> _Problem statement_: Print out the data below in full, exactly as written.

[Source data]
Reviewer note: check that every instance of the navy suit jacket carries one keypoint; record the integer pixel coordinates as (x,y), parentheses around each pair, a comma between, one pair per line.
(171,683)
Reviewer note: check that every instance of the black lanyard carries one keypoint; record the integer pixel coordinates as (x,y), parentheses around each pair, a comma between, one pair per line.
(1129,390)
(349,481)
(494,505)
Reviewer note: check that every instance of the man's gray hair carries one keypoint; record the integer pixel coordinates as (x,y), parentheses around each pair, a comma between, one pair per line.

> _Solution for this task_:
Reviewer note: check that every instance of the navy suit jacket carries one keypoint; record the integer pixel coordinates as (x,y), parentheses around each pair, a comma between, one pair per line.
(171,683)
Reviewer note: check that every instance of the black lanyard carries one keypoint; record the integer pixel coordinates as (x,y), parentheses around each pair, a comma between, one pair per line.
(1129,390)
(349,481)
(494,505)
Reviewer note: check that every instance of the man's gray hair carries one keypoint; record the integer pixel coordinates as (x,y), parentheses around each pair, a comma between, one pair per line.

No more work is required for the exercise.